→ Written request
Copy out, word for word, the stretch of rows below from the line containing "Note: pick out the white t-shirt" through the line containing "column 517, row 528", including both of those lines.

--- Provided records ---

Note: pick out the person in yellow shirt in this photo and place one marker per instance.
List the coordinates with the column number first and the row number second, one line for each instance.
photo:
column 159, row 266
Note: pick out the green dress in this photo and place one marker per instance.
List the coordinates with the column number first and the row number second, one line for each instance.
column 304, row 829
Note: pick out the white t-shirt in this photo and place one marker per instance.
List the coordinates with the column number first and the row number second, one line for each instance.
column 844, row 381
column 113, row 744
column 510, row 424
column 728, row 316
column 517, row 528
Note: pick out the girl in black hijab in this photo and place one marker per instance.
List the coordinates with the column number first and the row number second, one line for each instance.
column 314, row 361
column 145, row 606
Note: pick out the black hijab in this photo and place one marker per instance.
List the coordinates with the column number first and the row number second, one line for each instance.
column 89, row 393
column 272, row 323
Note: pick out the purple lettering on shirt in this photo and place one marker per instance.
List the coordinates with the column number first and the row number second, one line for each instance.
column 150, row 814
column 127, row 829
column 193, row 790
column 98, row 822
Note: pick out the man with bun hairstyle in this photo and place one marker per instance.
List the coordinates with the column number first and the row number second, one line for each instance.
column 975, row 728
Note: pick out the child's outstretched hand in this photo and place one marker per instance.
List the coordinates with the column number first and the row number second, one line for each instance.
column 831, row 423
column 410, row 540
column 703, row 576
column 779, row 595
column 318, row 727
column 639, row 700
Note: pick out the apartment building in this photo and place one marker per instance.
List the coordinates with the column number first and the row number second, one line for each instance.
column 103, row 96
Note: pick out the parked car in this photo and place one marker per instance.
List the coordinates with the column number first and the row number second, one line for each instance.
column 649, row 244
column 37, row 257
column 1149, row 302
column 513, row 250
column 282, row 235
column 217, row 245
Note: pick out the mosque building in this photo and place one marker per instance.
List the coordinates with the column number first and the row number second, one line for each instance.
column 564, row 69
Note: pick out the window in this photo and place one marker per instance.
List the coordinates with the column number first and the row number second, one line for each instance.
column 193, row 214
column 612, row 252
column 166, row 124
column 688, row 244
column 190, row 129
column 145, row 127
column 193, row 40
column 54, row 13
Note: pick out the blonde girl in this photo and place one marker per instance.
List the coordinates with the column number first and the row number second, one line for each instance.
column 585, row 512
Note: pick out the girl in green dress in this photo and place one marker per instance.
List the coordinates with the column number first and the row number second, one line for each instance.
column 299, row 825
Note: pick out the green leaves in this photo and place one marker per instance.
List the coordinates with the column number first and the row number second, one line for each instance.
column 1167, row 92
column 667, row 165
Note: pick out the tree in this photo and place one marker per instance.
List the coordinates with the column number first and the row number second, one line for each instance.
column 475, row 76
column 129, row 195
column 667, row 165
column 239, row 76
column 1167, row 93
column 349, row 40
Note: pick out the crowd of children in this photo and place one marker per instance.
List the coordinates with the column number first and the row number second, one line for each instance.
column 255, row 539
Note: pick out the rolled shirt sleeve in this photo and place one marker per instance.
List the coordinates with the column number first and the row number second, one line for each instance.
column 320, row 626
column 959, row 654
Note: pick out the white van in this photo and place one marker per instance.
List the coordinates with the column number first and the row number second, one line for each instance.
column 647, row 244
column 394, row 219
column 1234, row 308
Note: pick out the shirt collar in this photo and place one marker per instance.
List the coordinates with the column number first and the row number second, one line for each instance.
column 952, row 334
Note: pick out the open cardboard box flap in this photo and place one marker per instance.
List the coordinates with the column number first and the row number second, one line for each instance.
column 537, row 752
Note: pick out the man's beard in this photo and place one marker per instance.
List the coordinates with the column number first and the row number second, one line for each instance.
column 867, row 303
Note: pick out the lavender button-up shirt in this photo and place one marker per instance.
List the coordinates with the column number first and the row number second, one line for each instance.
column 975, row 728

---

→ Answer to the task
Note: pick out the white t-shirt in this photo and place one marker per instance.
List the coordinates with the column number first and the row number second, one line for each instance.
column 844, row 381
column 113, row 744
column 510, row 424
column 728, row 316
column 517, row 528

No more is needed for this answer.